Gespeicherte Einträge:
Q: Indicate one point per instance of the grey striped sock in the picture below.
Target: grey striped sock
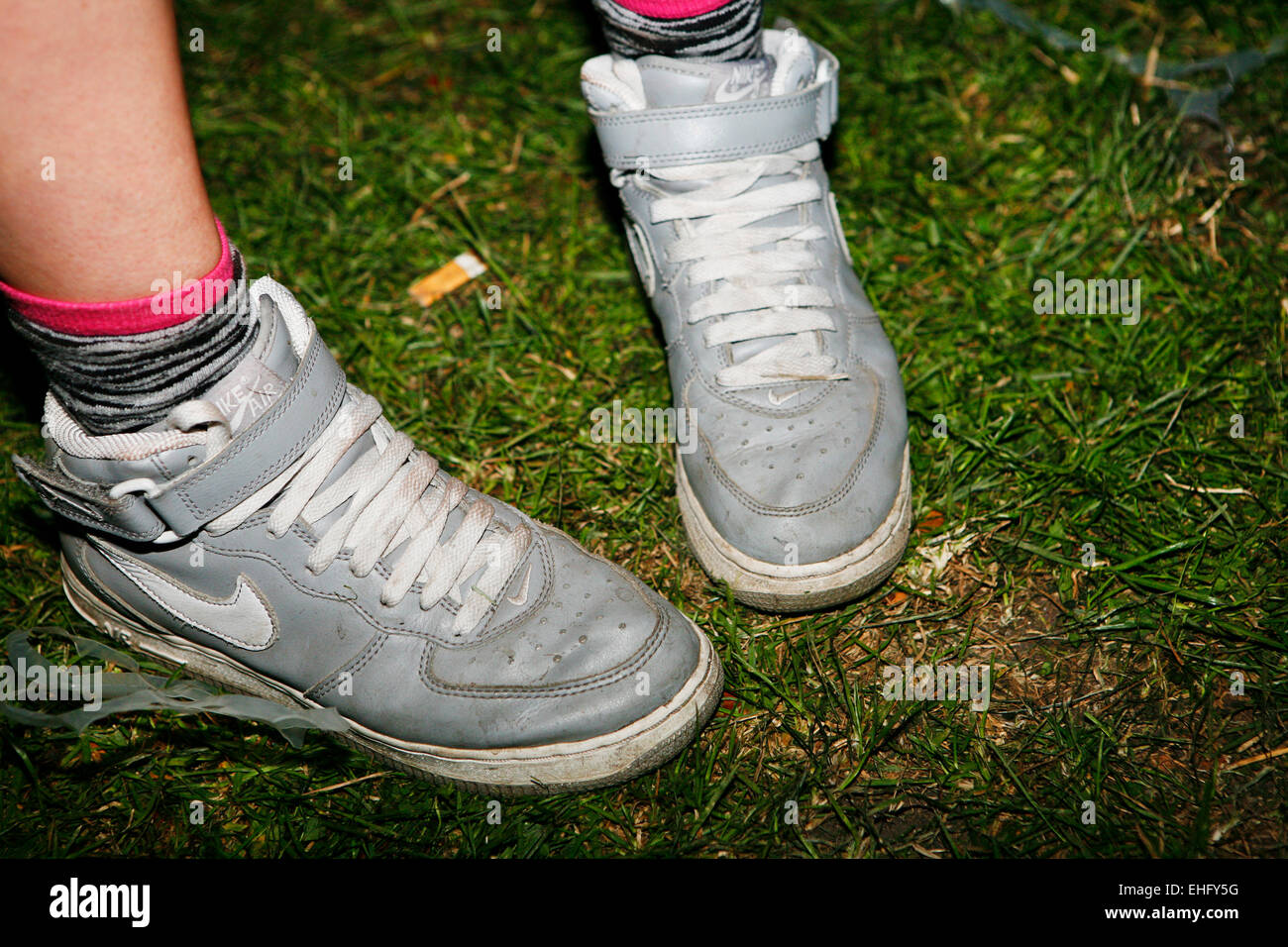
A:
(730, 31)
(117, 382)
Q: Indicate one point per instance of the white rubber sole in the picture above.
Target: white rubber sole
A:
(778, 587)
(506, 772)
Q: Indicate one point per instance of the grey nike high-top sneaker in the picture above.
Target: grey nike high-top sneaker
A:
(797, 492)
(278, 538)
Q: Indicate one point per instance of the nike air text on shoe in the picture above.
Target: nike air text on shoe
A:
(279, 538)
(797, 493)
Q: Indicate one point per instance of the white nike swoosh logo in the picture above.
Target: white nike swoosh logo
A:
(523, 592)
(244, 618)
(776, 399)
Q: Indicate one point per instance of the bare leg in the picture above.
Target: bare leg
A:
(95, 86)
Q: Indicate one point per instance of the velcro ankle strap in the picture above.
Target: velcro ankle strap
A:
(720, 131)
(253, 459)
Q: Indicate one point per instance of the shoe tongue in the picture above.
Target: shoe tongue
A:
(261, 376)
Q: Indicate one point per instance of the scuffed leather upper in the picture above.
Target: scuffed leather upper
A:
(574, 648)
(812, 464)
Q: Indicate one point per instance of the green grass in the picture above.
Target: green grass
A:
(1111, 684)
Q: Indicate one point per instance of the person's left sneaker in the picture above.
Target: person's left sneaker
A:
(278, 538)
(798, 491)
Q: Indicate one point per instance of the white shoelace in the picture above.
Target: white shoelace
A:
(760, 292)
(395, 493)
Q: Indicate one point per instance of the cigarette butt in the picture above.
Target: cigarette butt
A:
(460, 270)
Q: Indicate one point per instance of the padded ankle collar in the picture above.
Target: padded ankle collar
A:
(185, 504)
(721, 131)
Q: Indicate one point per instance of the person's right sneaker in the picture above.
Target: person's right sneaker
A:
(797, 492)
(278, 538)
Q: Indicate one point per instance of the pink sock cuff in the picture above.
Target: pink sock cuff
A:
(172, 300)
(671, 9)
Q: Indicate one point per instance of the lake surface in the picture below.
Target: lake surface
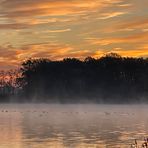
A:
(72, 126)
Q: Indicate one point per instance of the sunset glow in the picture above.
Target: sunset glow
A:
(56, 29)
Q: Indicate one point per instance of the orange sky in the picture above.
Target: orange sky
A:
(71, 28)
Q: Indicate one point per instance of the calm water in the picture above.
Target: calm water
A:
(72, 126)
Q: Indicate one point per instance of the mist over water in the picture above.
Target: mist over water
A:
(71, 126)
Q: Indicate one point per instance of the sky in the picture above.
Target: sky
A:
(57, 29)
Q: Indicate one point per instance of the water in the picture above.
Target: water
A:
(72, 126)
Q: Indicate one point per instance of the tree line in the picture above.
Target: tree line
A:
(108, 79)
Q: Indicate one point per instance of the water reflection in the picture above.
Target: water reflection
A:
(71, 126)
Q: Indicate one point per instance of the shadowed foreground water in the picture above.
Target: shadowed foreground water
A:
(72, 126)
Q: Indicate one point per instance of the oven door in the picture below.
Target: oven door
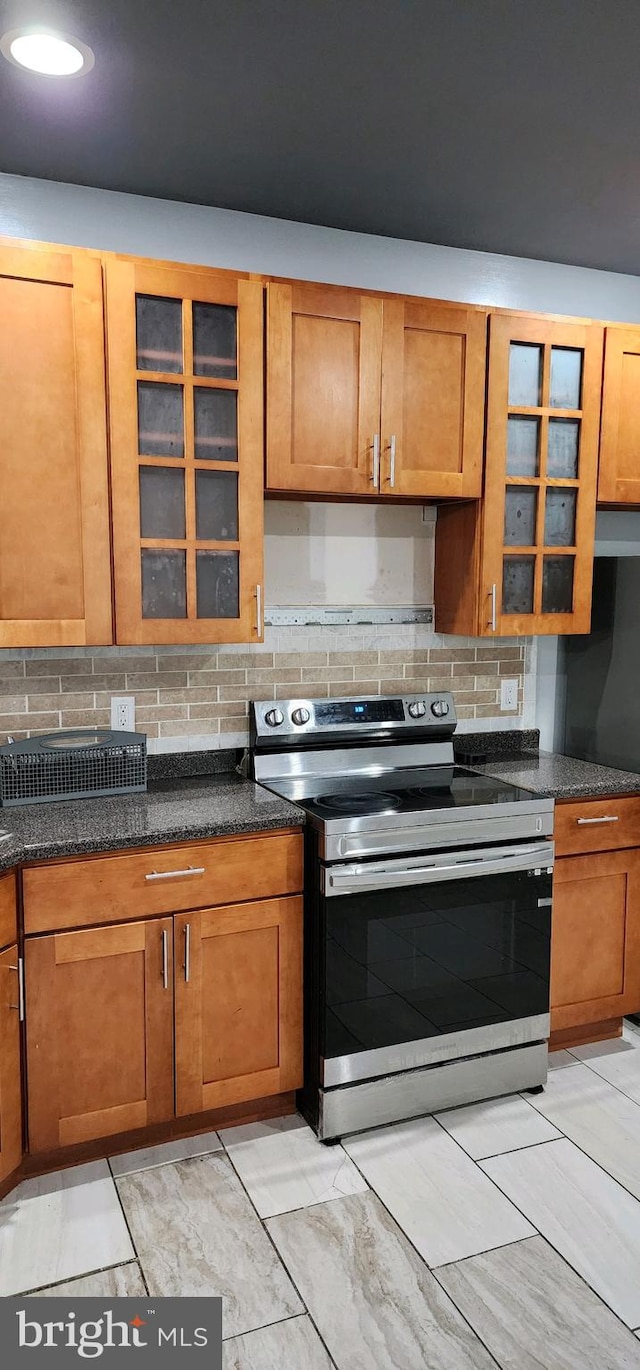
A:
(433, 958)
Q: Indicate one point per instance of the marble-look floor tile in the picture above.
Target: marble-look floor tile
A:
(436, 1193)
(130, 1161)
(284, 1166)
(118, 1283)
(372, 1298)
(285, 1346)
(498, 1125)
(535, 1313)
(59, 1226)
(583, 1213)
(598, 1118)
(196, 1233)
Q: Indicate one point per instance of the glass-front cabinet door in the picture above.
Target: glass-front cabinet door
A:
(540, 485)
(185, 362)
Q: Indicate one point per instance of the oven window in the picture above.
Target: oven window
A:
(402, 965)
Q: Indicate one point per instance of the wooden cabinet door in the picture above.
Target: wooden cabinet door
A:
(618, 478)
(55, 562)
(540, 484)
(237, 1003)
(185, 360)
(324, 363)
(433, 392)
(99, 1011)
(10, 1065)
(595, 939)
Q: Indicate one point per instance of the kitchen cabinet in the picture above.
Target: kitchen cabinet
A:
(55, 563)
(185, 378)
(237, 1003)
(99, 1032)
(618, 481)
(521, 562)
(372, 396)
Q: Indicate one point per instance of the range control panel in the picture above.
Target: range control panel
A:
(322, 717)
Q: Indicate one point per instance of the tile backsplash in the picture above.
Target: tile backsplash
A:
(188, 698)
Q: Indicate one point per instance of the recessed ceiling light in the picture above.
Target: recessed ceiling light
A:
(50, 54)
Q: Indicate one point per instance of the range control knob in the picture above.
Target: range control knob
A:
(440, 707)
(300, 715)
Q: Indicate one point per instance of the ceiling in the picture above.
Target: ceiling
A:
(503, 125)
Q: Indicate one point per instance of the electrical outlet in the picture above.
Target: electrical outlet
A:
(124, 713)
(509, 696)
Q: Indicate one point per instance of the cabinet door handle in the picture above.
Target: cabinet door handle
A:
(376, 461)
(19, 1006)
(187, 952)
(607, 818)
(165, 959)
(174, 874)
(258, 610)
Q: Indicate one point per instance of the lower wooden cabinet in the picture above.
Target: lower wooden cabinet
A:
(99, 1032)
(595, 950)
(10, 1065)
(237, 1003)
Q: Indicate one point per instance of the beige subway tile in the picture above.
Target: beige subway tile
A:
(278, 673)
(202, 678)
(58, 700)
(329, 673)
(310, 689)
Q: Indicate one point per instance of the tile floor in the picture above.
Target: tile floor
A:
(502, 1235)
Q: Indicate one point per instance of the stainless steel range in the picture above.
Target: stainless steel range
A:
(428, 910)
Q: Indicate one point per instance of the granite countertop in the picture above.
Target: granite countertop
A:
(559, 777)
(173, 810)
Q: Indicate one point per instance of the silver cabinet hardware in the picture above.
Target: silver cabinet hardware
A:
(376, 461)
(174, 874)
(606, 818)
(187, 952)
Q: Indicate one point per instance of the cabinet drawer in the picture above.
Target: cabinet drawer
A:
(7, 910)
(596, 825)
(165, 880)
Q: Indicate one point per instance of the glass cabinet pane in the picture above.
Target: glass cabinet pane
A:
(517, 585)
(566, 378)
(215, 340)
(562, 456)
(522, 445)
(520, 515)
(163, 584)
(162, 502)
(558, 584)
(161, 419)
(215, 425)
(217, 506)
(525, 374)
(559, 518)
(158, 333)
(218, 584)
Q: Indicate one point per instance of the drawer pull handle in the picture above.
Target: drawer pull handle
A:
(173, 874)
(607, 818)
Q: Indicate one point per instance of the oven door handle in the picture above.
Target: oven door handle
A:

• DEINE AUFGABE: Gib die Zeilen von der Zeile mit „Q: Indicate one point per instance of the tile floor“ bis einschließlich der letzten Zeile unverändert wieder.

• LÖSUNG:
Q: Indicate one point per instance of the tile floor in the picture above.
Target: tile floor
A:
(502, 1235)
Q: Indicate one point per instance of the stainless steel range in the picture above.
Target: stainless steel range
A:
(428, 910)
Q: Indicate one point per instance of the granite countertop in the picture above.
Target: granite countertop
A:
(559, 777)
(173, 810)
Q: Indicate one point per instance of the silver cabinet hardware in the picture above.
Target: silver cabinet hardware
A:
(376, 461)
(174, 874)
(606, 818)
(187, 952)
Q: Indicate one point per instance of the cabinet drawer in the picture above.
Target: cabinet drawer
A:
(7, 910)
(596, 825)
(165, 880)
Q: Indicate one point per instance of the glass cabinet pane in the picture above.
Target: glass cabinet pane
A:
(517, 585)
(566, 378)
(215, 340)
(562, 456)
(522, 445)
(520, 515)
(163, 584)
(162, 502)
(558, 584)
(161, 419)
(215, 425)
(217, 506)
(525, 374)
(559, 518)
(158, 333)
(218, 584)
Q: Indicate one point per instance of the drawer pull handle in the picture above.
Target: drawer pull handle
A:
(173, 874)
(607, 818)
Q: Indicate one point per instance of the oven door handle in the picture above.
Target: oven door handle
A:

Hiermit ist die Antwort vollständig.